_GIVEN PROBLEM_
Output all the data exactly. Pictures do not belong in the copy.

(Image point annotation entries)
───

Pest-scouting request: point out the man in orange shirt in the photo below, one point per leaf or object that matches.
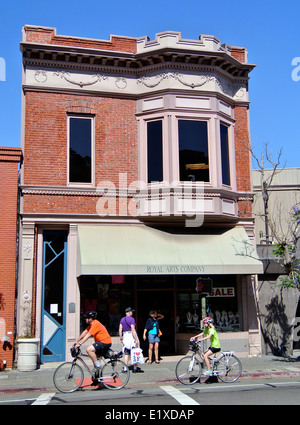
(101, 336)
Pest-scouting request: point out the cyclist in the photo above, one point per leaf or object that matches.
(101, 336)
(209, 332)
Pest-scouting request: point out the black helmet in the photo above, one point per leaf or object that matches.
(89, 314)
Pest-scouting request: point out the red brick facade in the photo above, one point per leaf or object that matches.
(122, 85)
(9, 161)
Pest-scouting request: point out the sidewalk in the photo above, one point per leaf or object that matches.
(264, 367)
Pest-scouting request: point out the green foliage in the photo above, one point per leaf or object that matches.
(286, 251)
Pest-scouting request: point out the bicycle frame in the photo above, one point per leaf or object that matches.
(101, 358)
(224, 365)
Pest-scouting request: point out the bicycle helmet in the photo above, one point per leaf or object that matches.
(89, 314)
(207, 320)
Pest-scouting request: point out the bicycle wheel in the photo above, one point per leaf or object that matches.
(115, 374)
(229, 368)
(188, 370)
(68, 377)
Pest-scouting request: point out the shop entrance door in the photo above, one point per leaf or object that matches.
(54, 296)
(162, 301)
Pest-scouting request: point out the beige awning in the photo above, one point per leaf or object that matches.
(142, 250)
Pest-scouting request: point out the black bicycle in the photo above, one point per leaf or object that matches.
(113, 374)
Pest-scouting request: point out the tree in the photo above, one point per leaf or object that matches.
(286, 239)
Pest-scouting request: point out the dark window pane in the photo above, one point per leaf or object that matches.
(155, 151)
(225, 155)
(193, 151)
(80, 150)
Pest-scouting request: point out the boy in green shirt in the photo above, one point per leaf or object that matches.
(215, 346)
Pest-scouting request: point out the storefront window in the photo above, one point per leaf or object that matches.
(221, 304)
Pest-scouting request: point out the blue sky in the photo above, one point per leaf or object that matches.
(268, 29)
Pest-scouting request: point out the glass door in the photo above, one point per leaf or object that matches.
(54, 296)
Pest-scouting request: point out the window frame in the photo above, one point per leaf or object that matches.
(92, 120)
(193, 119)
(224, 124)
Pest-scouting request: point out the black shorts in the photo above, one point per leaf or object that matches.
(214, 350)
(101, 348)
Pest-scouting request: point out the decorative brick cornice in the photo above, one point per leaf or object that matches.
(9, 154)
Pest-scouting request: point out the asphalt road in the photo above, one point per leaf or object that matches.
(158, 400)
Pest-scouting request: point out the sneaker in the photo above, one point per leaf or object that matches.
(96, 372)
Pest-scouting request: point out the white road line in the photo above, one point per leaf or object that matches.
(178, 395)
(43, 399)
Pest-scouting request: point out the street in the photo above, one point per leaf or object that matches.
(157, 400)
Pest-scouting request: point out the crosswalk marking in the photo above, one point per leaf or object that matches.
(178, 395)
(43, 399)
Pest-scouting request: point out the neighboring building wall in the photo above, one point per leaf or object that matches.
(9, 162)
(283, 194)
(277, 308)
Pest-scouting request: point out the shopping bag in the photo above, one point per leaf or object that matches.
(137, 356)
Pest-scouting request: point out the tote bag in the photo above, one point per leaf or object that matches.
(137, 356)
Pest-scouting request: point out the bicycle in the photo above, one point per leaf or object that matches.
(226, 366)
(113, 374)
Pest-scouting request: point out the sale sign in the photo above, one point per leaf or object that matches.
(222, 292)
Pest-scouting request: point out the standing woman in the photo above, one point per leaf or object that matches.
(152, 326)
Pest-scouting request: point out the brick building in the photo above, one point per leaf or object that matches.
(136, 181)
(9, 172)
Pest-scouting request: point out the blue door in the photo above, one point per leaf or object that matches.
(54, 296)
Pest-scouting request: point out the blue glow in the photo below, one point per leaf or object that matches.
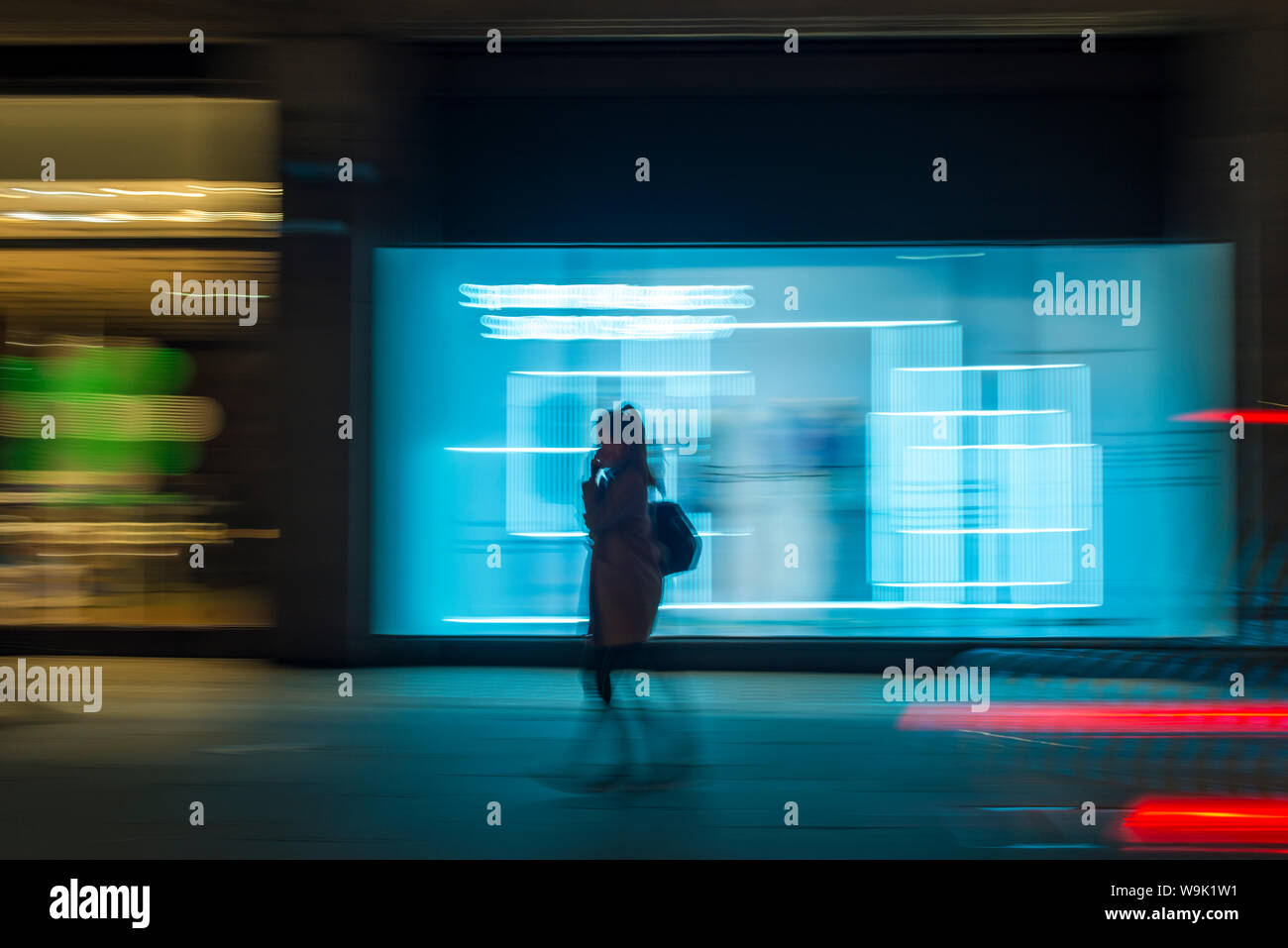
(605, 296)
(914, 450)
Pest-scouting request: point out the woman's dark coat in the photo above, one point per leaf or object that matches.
(625, 575)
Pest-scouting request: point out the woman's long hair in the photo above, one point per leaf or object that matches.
(636, 451)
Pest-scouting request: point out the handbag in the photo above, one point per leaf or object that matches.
(675, 535)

───

_CORRECT ANSWER_
Pest-scouting request: point out the man in orange shirt in the photo below, one point per leaf or object that matches.
(101, 336)
Pest-scouting request: point out the cyclist in the photo above, one point per leaf or object that matches.
(101, 336)
(209, 332)
Pest-scouting request: point out the black helmet in the photo above, one point per leaf or object that matches.
(89, 314)
Pest-scouting request: point out the red brick facade in the photo above, one point per leaf or object that matches.
(122, 85)
(9, 161)
Pest-scouting request: point out the sidewalk in the photo above, one point per leaf or object that matches.
(264, 367)
Pest-scouting request: point out the green foliage in the photo above, one point per leaf or object that matches.
(286, 251)
Pest-scouting request: point out the bicycle frame in the photo above, one point per leaf or object that matches.
(101, 358)
(224, 365)
Pest-scouting request: point out the bicycle helmet in the photo above, one point per leaf or object that matches.
(89, 314)
(207, 320)
Pest-scouting request: point out the bicycle wheel in the photo above, one point per leaf or object that matches.
(115, 374)
(229, 368)
(188, 370)
(68, 377)
Pest-scouting request: point out the shop entrance door in the photo above, one point per leaf or object that matches.
(54, 296)
(162, 301)
Pest-scouting request: point out the beige awning in the photo above, one point per leaf or object that matches.
(142, 250)
Pest-scouting request: point out the black bicycle in the photo above, one point per leaf or object that matches.
(113, 374)
Pest-scouting request: point out the tree in the photo above, one point per leaf or object that matches.
(286, 239)
Pest-scouting request: point out the dark window pane in the photo above, one point per leaf or object that matches.
(155, 151)
(225, 155)
(193, 151)
(80, 150)
Pest-scouting request: point out the boy in green shirt in the photo above, one point per leaf or object that matches.
(215, 346)
Pest-scouting request: point out the storefront window in the photo above, one point per leaf or object that matches.
(221, 304)
Pest-scouting request: point out the blue sky in the photo above, one point per leaf or object that matches.
(268, 29)
Pest-scouting request: point out the glass door in the photo above, one point per leaf or object that matches.
(54, 296)
Pest-scouting request: point out the window frame in the photo above, one point per leaf or object that matches.
(92, 120)
(193, 119)
(224, 124)
Pest-scouting request: point out the black shorts in the photo above, one point per leaf or object that matches.
(214, 350)
(101, 348)
Pest-scouting request: point out the decorative brick cornice in the photo above, one point per leaf or object that matches.
(9, 154)
Pest-scouting request: point out the asphalt road in the photo above, one point per leaf or object that matches.
(158, 400)
Pest-scouting request: point out the sneaker in the photo above, one point per leaf or object that matches.
(96, 372)
Pest-scouting request: point out the white road line in the photo above, one point per leaf or object that matches.
(178, 395)
(43, 399)
Pest-scouting request: point out the street in the photo above, one point per leaf or object that matches.
(157, 400)
Pest-scouting request: point out the crosswalk marking in the photo above, one point per leaf or object that matches.
(178, 395)
(43, 399)
Pest-scouting request: point out the neighboring building wall in the photo above, one point per leaf or object that matches.
(9, 162)
(283, 194)
(277, 308)
Pest-scouting request: point out the shopping bag in the photo above, one point per leaf or object that matches.
(137, 356)
Pest-scouting request: point out the tote bag in the photo above, one point per leaf or object that matches.
(137, 356)
Pest-scouting request: point out the bicycle in the photo above, one point per leaf or object that matches.
(226, 366)
(113, 374)
Pest-scouting request: point out the sale sign in the photo above, one point per leaf or object that matches.
(222, 292)
Pest-scouting request: point out the standing woman in the photo above, one point per leaf or object that matches.
(152, 326)
Pest-scouting request: point out the brick building in the photo above, one point per leaf or object that matches.
(136, 181)
(9, 172)
Pest-scouting request: point out the blue door in the photo above, one point per leaf or object that matches.
(54, 296)
Pest-scouting request: point out the blue glow in the photo below, one point per leaf or object that matches.
(605, 296)
(914, 450)
Pest-scouting request: point out the woman's dark coat in the photo above, one point per leaf or object that matches.
(625, 575)
Pest-scouting request: point out the woman's long hair in the photo above, one point per leaf or object that matches.
(636, 451)
Pest-scouting request: point out the handbag in the photo above, one point per leaf or object that matches.
(675, 535)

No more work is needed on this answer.